### [Complete the following]
[A] In the passage, which journal published "Risk Relativism and Physical Law"?
[B] Write out the stretch of the passage from "Christopher D. Carroll, The" through "and fairly comprehensive?".
[C] Carry on the passage about interventionism and contrastivism in causation past its last sentence.

### [Passage]
= Beginning of Section =

Christopher D. Carroll, The epidemiology of macroeconomic expectations: http://www.econ2.jhu.edu/people/ccarroll/epidemiologySFI.pdf

Two recent papers

I’ve had two papers come out this month (/year!):

‘Risk Relativism and Physical Law’ in Journal of Epidemiology and Community Health – http://jech.bmj.com/content/69/1/92?etoc

‘Disease as a theoretical concept: The case of HPV-itis’ in Studies in History and Philosophy of Biological and Biomedical Sciences – http://www.sciencedirect.com/science/article/pii/S1369848614000910

Interventionism vs contrastivism about causation

I am trying to summarise (for a paper to be submitted to an epidemiology journal) the differences and similarities between interventionism (a la Woodward, Hitchcock) and contrastivism (a la Schaffer, perhaps Menzies) about causation. Are the following comments fair, and fairly comprehensive?

1) The two approaches share the view that the significance of causal claims is relative to some specified scenario in which some other specified event occurs rather than the cause (unlike pure counterfactual theories, which do not require any such specification).

= End of Section =

### [Source data]
= Beginning of Section =

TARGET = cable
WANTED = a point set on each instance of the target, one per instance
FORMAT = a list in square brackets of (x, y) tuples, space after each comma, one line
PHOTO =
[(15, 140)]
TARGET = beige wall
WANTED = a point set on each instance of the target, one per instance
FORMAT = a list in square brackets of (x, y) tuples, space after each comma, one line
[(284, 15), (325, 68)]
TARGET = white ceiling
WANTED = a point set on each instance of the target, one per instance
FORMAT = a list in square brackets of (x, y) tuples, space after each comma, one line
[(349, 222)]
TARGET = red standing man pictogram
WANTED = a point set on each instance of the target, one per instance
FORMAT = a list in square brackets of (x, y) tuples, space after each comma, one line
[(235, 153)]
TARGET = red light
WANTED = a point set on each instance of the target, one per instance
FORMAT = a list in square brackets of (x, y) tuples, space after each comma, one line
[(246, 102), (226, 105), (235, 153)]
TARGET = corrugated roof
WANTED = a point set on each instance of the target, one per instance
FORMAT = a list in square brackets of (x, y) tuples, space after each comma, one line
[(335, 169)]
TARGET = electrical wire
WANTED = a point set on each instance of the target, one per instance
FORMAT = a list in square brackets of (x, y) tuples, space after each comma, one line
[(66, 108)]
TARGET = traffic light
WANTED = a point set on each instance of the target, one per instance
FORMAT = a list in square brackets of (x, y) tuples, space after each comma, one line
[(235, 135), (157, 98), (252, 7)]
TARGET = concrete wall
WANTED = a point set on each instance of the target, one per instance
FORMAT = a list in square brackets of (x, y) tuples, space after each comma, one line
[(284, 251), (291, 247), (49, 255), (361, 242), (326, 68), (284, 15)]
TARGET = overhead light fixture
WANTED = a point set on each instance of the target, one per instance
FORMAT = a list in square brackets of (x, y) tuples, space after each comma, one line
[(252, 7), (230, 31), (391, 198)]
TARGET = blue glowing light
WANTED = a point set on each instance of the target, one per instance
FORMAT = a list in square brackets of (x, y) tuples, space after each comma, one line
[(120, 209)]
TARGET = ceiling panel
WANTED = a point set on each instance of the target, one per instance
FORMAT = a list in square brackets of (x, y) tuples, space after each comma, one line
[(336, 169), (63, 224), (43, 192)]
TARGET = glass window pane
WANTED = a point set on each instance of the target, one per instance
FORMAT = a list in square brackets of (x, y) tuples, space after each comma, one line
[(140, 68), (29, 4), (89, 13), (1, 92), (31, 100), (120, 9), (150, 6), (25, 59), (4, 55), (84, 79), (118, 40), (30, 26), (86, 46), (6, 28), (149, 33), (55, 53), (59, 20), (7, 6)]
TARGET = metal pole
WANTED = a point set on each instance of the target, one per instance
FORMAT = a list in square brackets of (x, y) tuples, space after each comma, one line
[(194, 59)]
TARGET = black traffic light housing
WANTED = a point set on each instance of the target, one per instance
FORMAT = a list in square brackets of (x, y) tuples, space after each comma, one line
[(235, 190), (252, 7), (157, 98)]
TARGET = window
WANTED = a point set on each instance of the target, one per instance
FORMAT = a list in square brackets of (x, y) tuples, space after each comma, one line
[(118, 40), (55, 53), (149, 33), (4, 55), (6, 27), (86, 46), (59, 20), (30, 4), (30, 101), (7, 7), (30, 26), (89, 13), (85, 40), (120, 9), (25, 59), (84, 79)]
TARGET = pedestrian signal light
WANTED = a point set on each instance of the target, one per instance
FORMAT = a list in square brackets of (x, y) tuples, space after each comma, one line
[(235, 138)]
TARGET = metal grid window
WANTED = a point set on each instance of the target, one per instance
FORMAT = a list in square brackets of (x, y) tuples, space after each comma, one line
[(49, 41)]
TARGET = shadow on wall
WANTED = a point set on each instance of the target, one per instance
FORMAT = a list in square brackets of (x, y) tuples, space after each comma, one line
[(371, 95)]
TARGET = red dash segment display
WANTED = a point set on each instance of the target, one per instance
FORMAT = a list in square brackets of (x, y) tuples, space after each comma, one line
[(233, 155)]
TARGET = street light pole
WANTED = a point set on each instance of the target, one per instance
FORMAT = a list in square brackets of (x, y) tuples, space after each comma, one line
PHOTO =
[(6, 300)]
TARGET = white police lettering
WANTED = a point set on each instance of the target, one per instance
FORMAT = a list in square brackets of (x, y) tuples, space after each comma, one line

= End of Section =

### [Answers given]
[A] Journal of Epidemiology and Community Health

[B]
Christopher D. Carroll, The epidemiology of macroeconomic expectations: http://www.econ2.jhu.edu/people/ccarroll/epidemiologySFI.pdf

Two recent papers

I’ve had two papers come out this month (/year!):

‘Risk Relativism and Physical Law’ in Journal of Epidemiology and Community Health – http://jech.bmj.com/content/69/1/92?etoc

‘Disease as a theoretical concept: The case of HPV-itis’ in Studies in History and Philosophy of Biological and Biomedical Sciences – http://www.sciencedirect.com/science/article/pii/S1369848614000910

Interventionism vs contrastivism about causation

I am trying to summarise (for a paper to be submitted to an epidemiology journal) the differences and similarities between interventionism (a la Woodward, Hitchcock) and contrastivism (a la Schaffer, perhaps Menzies) about causation. Are the following comments fair, and fairly comprehensive?

[C]
2) Contrastivism (a la Schaffer) is primarily a semantic thesis about the meaning of “cause” and cognates. Specifically, contrastivism is committed to a descriptive thesis about ordinary talk, namely that “C causes E” implies “C rather than C* causes E rather than E*”, while interventionism is not committed to this (though compatible with it).

3) Interventionism seeks to explicate or shed light on characteristic patterns of counterfactual dependence that surround the instantiation of causes (without fully reducing causation to counterfactual dependence). Contrastivism does not seek to do this (though is compatible with doing so).

4) Both accounts are amenable to “cause” being left ultimately unanalysed, and proponents of each (e.g. Schaffer, Woodward) have expressed pessimism about the prospects of reducing causes to counterfactual dependence.

Comments/thoughts welcome. Thanks.

Is the Methodological Axiom of the Potential Outcomes Approach Circular?

Hernan, VanderWeele, and others argue that causation (or a causal question) is well-defined when interventions are well-specified. I take this to be a sort of methodological axiom of the approach.

But what is a well-specified intervention?

Consider an example from Hernan & Taubman’s influential 2008 paper on obesity. In that paper, BMI is shown up as failing to correspond to a well-specified intervention; better-specifed interventions include one hour of strenuous physical exercise per day (among others).

But what kind of exercise? One hour of running? Powerlifting? Yoga? Boxing?

It might matter – it might turn out that, say, boxing and running for an hour a day reduce BMI by similar amounts but that one of them is associated with longer life. Or it might turn out not to matter. Either way, it would be a matter of empirical inquiry.

This has two consequences for the mantra that well-defined causal questions require well-specified interventions.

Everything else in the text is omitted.